What is asked – Every line below is to be quoted exactly, with nothing added or dropped.

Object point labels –
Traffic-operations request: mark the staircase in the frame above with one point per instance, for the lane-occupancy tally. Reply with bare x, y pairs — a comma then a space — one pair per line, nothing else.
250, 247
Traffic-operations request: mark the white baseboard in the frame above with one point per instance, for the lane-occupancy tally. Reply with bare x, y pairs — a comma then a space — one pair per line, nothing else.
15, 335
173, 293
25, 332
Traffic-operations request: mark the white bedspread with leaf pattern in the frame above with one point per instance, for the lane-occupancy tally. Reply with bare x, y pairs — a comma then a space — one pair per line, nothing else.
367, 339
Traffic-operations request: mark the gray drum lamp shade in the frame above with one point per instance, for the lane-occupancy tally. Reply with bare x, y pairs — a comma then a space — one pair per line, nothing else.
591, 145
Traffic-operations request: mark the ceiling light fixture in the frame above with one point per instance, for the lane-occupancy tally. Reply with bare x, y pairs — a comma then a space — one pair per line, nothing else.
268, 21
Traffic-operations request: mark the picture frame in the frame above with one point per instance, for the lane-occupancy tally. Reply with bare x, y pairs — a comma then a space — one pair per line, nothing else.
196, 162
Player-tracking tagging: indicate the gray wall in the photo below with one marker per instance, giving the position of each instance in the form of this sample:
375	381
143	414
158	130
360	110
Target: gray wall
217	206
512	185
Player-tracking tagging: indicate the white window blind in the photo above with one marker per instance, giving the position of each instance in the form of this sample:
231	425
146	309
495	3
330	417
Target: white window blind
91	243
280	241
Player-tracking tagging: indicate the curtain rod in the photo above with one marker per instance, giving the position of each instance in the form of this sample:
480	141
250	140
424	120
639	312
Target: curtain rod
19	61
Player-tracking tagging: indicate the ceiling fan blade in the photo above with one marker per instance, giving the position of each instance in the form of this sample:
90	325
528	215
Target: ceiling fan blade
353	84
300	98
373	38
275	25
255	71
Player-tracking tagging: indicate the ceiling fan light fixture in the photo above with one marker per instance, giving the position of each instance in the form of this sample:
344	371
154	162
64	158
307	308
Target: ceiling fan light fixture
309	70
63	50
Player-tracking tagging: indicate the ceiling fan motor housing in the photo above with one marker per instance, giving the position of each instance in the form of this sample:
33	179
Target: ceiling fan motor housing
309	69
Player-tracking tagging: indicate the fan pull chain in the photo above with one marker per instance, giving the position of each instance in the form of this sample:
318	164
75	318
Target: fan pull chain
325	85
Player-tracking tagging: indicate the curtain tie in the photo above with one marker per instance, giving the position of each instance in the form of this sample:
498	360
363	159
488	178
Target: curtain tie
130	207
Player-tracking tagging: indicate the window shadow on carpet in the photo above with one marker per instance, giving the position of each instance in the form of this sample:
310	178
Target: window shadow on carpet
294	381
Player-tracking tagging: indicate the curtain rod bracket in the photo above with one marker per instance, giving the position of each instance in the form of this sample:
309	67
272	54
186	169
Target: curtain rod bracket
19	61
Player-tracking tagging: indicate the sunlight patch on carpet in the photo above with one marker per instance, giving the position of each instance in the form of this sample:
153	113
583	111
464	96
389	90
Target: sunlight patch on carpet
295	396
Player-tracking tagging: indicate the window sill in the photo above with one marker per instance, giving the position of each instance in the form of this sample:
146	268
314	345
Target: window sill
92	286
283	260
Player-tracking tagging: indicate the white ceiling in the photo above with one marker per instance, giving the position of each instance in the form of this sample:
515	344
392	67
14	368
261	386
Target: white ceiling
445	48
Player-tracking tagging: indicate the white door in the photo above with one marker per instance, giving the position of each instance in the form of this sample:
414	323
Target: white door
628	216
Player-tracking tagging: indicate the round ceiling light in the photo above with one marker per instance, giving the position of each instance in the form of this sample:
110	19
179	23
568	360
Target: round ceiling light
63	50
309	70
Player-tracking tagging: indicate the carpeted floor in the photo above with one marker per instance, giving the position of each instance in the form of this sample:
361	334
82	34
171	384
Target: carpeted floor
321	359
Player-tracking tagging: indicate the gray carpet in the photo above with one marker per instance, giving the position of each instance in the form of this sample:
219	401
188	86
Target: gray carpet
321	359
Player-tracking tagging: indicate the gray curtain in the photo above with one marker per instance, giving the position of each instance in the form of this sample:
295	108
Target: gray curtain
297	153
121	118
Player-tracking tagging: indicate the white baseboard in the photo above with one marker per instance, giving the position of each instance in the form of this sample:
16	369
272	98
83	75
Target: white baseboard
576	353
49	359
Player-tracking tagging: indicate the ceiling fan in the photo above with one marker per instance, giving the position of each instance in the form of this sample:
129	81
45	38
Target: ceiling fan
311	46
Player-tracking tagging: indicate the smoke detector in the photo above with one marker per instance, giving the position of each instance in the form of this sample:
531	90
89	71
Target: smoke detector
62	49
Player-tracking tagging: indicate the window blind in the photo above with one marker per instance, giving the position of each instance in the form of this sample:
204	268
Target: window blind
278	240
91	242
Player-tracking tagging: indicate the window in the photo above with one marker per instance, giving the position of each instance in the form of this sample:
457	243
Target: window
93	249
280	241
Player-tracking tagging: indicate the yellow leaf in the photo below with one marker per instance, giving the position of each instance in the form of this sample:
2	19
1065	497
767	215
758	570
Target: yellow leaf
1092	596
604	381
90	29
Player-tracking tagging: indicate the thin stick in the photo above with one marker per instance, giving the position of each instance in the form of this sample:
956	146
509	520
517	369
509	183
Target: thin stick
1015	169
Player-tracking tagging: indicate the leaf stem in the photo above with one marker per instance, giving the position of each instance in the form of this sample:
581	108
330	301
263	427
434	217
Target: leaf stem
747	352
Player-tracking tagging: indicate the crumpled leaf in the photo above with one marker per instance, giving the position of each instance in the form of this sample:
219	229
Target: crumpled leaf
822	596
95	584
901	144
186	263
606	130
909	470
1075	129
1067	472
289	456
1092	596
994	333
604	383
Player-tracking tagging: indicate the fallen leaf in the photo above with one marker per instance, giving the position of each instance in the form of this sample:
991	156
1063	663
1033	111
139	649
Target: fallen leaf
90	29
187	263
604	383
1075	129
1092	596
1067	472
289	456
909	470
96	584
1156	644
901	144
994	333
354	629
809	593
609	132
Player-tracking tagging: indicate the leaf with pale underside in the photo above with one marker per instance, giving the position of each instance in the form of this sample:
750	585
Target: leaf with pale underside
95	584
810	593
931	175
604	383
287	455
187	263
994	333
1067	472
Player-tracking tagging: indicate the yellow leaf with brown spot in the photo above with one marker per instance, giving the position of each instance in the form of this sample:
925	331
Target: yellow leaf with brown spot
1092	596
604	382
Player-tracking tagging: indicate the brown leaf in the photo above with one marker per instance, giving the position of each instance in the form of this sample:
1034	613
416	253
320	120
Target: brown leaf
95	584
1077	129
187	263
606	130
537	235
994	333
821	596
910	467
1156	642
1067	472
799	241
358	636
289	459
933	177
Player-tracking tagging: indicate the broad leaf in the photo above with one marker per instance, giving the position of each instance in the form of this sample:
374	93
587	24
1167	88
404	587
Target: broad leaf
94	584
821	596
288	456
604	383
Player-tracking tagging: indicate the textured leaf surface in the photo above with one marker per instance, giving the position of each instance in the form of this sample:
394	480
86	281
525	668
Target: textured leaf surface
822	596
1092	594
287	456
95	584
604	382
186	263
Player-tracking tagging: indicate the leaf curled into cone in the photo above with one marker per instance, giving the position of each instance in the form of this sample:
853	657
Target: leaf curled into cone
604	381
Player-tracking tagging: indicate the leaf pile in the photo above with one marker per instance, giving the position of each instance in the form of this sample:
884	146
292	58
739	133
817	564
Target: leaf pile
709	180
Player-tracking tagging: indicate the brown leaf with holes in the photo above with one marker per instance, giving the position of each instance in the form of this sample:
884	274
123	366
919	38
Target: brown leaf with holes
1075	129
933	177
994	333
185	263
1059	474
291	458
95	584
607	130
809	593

Result below –
Traffic-operations request: mark the staircase in the frame above with one point per instance, for the lane-occupancy tally. Reply with bare x, y pairs — a comma then a space — one pair per line, nothing else.
250, 247
Traffic-operations request: mark the white baseboard in the frame above with one point per instance, for the lane-occupancy tally. Reply with bare x, y pairs — a comma then a space — one pair per line, nothing else.
15, 335
173, 293
25, 332
Traffic-operations request: mark the white bedspread with leaf pattern in the frame above with one point per instance, for the lane-occupancy tally. Reply with bare x, y pairs — a comma then a space — one pair per line, nothing else.
367, 339
Traffic-operations request: mark the gray drum lamp shade in the frame above with one point per instance, for the lane-occupancy tally. Reply with bare x, y pairs — a comma then a space — one pair per line, nothing else.
591, 145
Traffic-operations request: mark the ceiling light fixture in the frame above with one point per instance, for the lane-occupancy tally. Reply with bare x, y pairs — a comma then a space — one pair per line, nothing else.
268, 21
Traffic-operations request: mark the picture frame in the frame above with one point per instance, for the lane-occupancy tally. Reply with bare x, y pairs — a comma then a space — one pair per line, nothing else.
196, 162
Player-tracking tagging: indicate the gray wall in the photo below with one marker per instance, giving the position of each instance in the form of this sample:
375	381
143	414
158	130
360	110
Target: gray wall
217	206
512	185
Player-tracking tagging: indicate the white window blind in the photo above with one marker per instance, giving the position of each instance in the form of this sample:
231	425
146	309
495	3
330	417
Target: white window blind
91	243
280	241
Player-tracking tagging: indicate the curtain rod in the photo above with one marker per instance, giving the position of each instance in the form of this sample:
480	141
250	140
424	120
639	312
Target: curtain rod
19	61
Player-tracking tagging: indicate the ceiling fan blade in the photo above with one marker per instance, giving the position of each instance in the form of this sample:
90	325
528	215
Target: ceiling fan blade
353	84
300	98
373	38
275	25
255	71
Player-tracking tagging: indicate the ceiling fan light fixture in the photo above with one marker per instance, giving the position of each instance in the form of this sample:
344	371
154	162
64	158
307	308
Target: ceiling fan light fixture
309	70
63	50
Player-tracking tagging: indicate the ceiling fan motor housing in the photo above with one marker per instance, giving the position of each instance in the form of this sample:
33	179
Target: ceiling fan motor housing
309	69
Player-tracking tagging: indicate the fan pull chain in the photo above with one marker per instance, giving the position of each instance in the form of this sample:
318	164
75	318
Target: fan pull chain
325	85
Player-tracking tagging: indicate the curtain tie in the photo above with one marker per instance, giving the position of each instance in the form of this sample:
498	360
363	159
488	178
Target: curtain tie
130	207
Player-tracking tagging: indicate the window shadow on carpet in the photo above with one marker per instance, giving the position of each instance in the form of this sample:
310	178
Target: window shadow on carpet
294	381
Player-tracking tagging: indicate the curtain rod bracket in the photo above with one marker per instance, giving the position of each instance in the form of this sample:
309	67
272	54
186	169
Target: curtain rod bracket
19	61
Player-tracking tagging: indicate the sunlight patch on carpet in the photo above with one marker per instance, giving the position of each instance in the form of this sample:
153	113
583	111
464	96
389	90
Target: sunlight patch on carpet
295	396
Player-tracking tagging: indicate the window sill in the photo above with one marker per instance, giving the position of each instance in the form of this sample:
146	268
314	345
Target: window sill
92	286
283	260
Player-tracking tagging: indicate the white ceiling in the photo above with one marker per instance, giving the position of each instance in the form of this sample:
515	344
392	67
14	368
261	386
Target: white ceiling
445	48
Player-tracking tagging: indicate the white door in the photo above with one marker per instance, giving the position of each instance in the form of this sample:
414	323
Target: white door
628	216
Player-tracking tagging: indicate the round ceiling light in the photo above with one marker per instance, giving the position of each instance in the form of this sample:
110	19
179	23
568	360
Target: round ceiling light
63	50
309	70
Player-tracking tagging: indicate the carpeted floor in the photo above with one marker per instance, giving the position of each instance in the form of this sample:
361	334
82	34
171	384
Target: carpeted floor
321	359
Player-tracking tagging: indicate the gray carpet in the photo above with one marker per instance, giving the position of each instance in the form of this sample:
219	401
188	86
Target: gray carpet
321	359
Player-tracking tagging: indicate the gray curtain in the photo above with one marker per instance, giving the position of each instance in the form of this sample:
295	108
Target: gray curtain
297	153
121	118
Player-tracking tagging: indicate the white baseboard in the photo above with one marker per instance, giving the position of each instance in the form of this sample:
16	369
272	98
83	75
Target: white baseboard
576	353
49	359
Player-tracking tagging: indicate the ceiling fan in the photo above with one marker per instance, giving the position of each instance in the form of this sample:
129	81
45	38
Target: ceiling fan
311	46
Player-tracking tagging: indicate the smoke detector in the photo above with one marker per instance, giving the position of each instance in the form of this sample:
531	90
89	71
Target: smoke detector
62	49
Player-tracking tagging: indicate the window blind in the photo above with one marker per instance, giving the position of each instance in the form of this sample:
204	268
Target: window blind
278	240
91	242
Player-tracking tagging: indicate the window in the photo above with one marker per instance, giving the position of each instance in the form of this sample:
457	243
Target: window
93	249
280	241
Player-tracking tagging: indicate the yellow leaf in the photo below with one marker per instance, giving the position of each instance in the form of this sample:
2	19
1065	497
767	215
758	570
Target: yellow leaf
1092	596
604	381
90	29
Player-tracking tagging: indicate the thin stick in the photo above with one marker per instance, giving the position of each instance in the form of this sample:
956	146
509	520
517	369
509	183
Target: thin stick
1015	169
Player-tracking tagging: indicate the leaf stem in the photo above with one marker per instance, giving the position of each instance in the form of this sample:
581	108
330	301
263	427
434	217
Target: leaf stem
747	352
Player-tracking tagging: indicate the crumpled leaf in the photo above with one marker per instance, giving the position of each instance in the form of this sample:
219	229
Target: crumpled leaf
822	596
95	584
901	144
186	263
606	130
909	470
1075	129
1067	472
289	456
1092	596
994	333
604	383
Player-tracking tagging: indicate the fallen leaf in the photo above with one marker per instance, giving the position of each instance in the form of this sample:
991	156
1063	663
1033	111
139	649
Target: fallen leaf
90	29
187	263
604	383
1075	129
1092	596
1067	472
289	456
909	470
96	584
1156	644
901	144
994	333
354	629
809	593
609	132
Player-tracking tagging: indicate the leaf with pale underside in the photo above with one marker per instance, giving the position of each instance in the form of this sample:
750	585
Target: leaf with pale underside
95	584
810	593
931	175
604	383
287	455
187	263
994	333
1067	472
Player-tracking tagging: indicate the yellow leaf with brown spot in the photo above with one marker per instance, giving the position of each instance in the form of this sample:
925	331
Target: yellow leaf with brown spot
1092	596
604	382
Player-tracking tagging: indicate the brown leaf in the photo above with one marker per instance, giving the position of each instance in the form of this sample:
1034	613
416	253
320	120
Target: brown leaf
95	584
1077	129
187	263
606	130
537	235
994	333
821	596
910	467
1156	642
1067	472
799	241
358	636
289	459
933	177
Player-tracking tagging: indicate the broad leaf in the photo above with one marker per instance, giving the position of each instance in the form of this sample:
374	93
587	24
1167	88
404	587
Target: broad leaf
94	584
821	596
288	456
604	383
Player-tracking tagging: indicate the textured leaf surface in the photo above with one marker per instance, giving the position of each instance in the form of this sample:
394	480
86	281
525	668
Target: textured leaf surface
822	596
1092	594
287	456
95	584
604	382
186	263
Player-tracking tagging: indicate the leaf curled into cone in the photo above with one marker per instance, giving the position of each instance in the form of this sample:
853	657
Target: leaf curled into cone
604	381
Player-tracking tagging: indicate the leaf pile in the photo above with one marker per instance, giving the position of each instance in the form of this sample:
884	146
292	58
739	133
817	564
Target: leaf pile
709	180
Player-tracking tagging: indicate the brown leaf with holes in the photo above with one marker per instance, giving the position of each instance in the form of this sample:
884	274
123	366
919	38
Target: brown leaf with holes
1075	129
933	177
994	333
185	263
1059	474
291	458
95	584
607	130
809	593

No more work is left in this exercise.